▶ **Task statement**:
Keep images out and repeat all data exactly.

▶ **Data supplied**:
┌──
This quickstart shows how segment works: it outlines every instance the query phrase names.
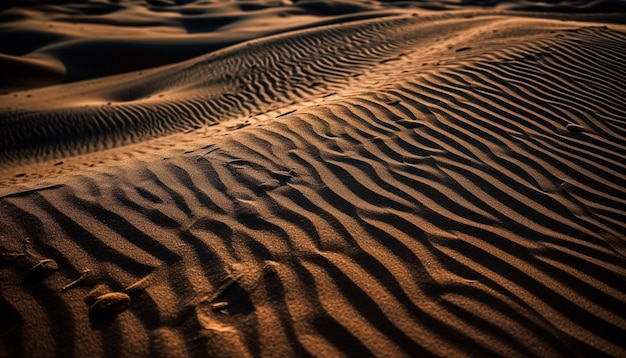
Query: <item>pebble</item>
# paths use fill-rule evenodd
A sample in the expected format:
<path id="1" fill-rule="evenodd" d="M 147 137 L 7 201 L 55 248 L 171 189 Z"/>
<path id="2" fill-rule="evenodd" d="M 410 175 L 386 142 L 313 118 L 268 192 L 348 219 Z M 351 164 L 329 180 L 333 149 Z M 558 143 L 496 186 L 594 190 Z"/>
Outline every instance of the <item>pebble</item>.
<path id="1" fill-rule="evenodd" d="M 130 296 L 122 292 L 110 292 L 96 297 L 89 306 L 89 314 L 110 316 L 123 312 L 130 306 Z"/>

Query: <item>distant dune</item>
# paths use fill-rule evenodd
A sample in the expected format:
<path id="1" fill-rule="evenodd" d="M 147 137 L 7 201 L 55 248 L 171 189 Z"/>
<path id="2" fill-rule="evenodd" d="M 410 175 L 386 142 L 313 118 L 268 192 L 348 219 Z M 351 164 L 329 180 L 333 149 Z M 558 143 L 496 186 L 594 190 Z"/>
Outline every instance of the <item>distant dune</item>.
<path id="1" fill-rule="evenodd" d="M 0 357 L 626 356 L 623 2 L 0 9 Z"/>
└──
▶ **Answer to the exercise**:
This quickstart shows how segment works: it outlines every instance the query phrase names.
Query: <item>pebble</item>
# paths use fill-rule evenodd
A sample in the expected format:
<path id="1" fill-rule="evenodd" d="M 147 137 L 7 201 L 55 248 L 171 189 Z"/>
<path id="2" fill-rule="evenodd" d="M 410 175 L 386 142 L 313 118 L 268 192 L 348 219 Z M 351 164 L 329 180 L 333 149 Z M 558 143 L 496 186 L 594 190 Z"/>
Outline every instance of the <item>pebble</item>.
<path id="1" fill-rule="evenodd" d="M 130 296 L 122 292 L 110 292 L 96 297 L 89 306 L 89 314 L 110 316 L 123 312 L 130 306 Z"/>

Query: <item>distant dune</item>
# paths use fill-rule evenodd
A sample in the expected format:
<path id="1" fill-rule="evenodd" d="M 147 137 L 7 201 L 55 248 L 171 189 Z"/>
<path id="2" fill-rule="evenodd" d="M 410 175 L 386 142 L 313 118 L 268 192 L 348 219 Z M 351 164 L 329 180 L 333 149 Z M 558 143 L 496 186 L 594 190 Z"/>
Outline every instance of the <item>distant dune</item>.
<path id="1" fill-rule="evenodd" d="M 0 357 L 626 356 L 623 2 L 0 9 Z"/>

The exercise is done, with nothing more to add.